== Fragmento

Placer. No del tipo que nos
produce un orgasmo o una rica comida. Una sensación más sutil, inconsciente,
atrapante, ponzoñosa. Tiene estas características porque hace parte de la
Sombra, concretamente de la sombra social. En específico de ese aspecto
hipócrita que se identifica por ser un conjunto de acciones, dichos o
pensamientos que son popularmente ‘’mal vistos’’ pero que la mayoría práctica
en la soledad de su consciencia, y que por tanto es pasado por el escrutinio
general de complicidad y silenciosa aceptación.
Ver el sufrimiento, la angustia,
al muerte de otro ser – humano o animal – es un tonificante extremadamente
poderoso para nuestra naturaleza depredadora. Si somos sinceros encontraremos
que nos gusta observar como una pareja se pelea en la calle, que nos invade una
morbosa curiosidad al ver a alguien con alguna deformidad en el transporte
público o que nos atrapa la situación en sí y los detalles de un accidente de tránsito;
más aún cuando hay algún muerto de por medio.

====
== Conjunto de datos

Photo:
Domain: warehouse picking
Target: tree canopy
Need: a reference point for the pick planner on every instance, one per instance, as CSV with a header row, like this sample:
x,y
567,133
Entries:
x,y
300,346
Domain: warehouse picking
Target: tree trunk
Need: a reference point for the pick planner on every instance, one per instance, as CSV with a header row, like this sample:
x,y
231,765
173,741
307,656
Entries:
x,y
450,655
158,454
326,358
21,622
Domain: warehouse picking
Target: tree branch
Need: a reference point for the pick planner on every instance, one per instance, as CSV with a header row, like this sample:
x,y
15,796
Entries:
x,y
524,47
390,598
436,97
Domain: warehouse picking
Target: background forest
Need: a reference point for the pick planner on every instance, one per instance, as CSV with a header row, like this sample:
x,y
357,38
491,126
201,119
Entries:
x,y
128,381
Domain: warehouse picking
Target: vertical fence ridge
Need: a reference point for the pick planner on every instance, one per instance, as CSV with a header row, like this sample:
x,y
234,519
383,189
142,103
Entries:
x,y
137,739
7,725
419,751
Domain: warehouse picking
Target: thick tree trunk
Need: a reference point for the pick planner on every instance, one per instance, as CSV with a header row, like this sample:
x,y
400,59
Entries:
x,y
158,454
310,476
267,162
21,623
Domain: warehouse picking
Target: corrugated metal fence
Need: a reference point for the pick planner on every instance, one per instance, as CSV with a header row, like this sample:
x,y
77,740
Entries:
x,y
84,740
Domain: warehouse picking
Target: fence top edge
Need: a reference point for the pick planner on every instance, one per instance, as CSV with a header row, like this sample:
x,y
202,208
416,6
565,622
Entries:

====

Escribe la continuación del fragmento sobre el placer de presenciar el sufrimiento ajeno, a partir de la última oración. Estas filas provienen de una fuente distinta.

### Problema resuelto
Es por experimentar esa descarga de
energía que nos gusta saber con morbo cruel que pasó en Auschwitz o cuantos son
los niños muertos en el último conflicto Israel-Gaza. Por esa razón consumimos información
amarillistas donde vemos fotos, vídeos, desgarradores testimonios de infantes
destrozados por la guerra en algún lugar remoto del planeta. Lo curioso es que
no se nos ocurre hacer nada, en lo más mínimo, por aquellos seres humanos que
sufren.
A causa de ese afán de
alimentarnos de dolor ajeno amamos las ‘’noticias’’ de padres que asesinan a
sus hijos y que luego se suicidan, de maridos coléricos asestando treinta puñaladas
a su mujer o de la última tragedia de un bus escolar en llamas dejando
veinticinco pequeños calcinados. En función de esta adicción adoramos TV shows
de delincuentes, asesinos en serie, crímenes pasionales o programas de infieles
puestos al descubierto ante millones de personas.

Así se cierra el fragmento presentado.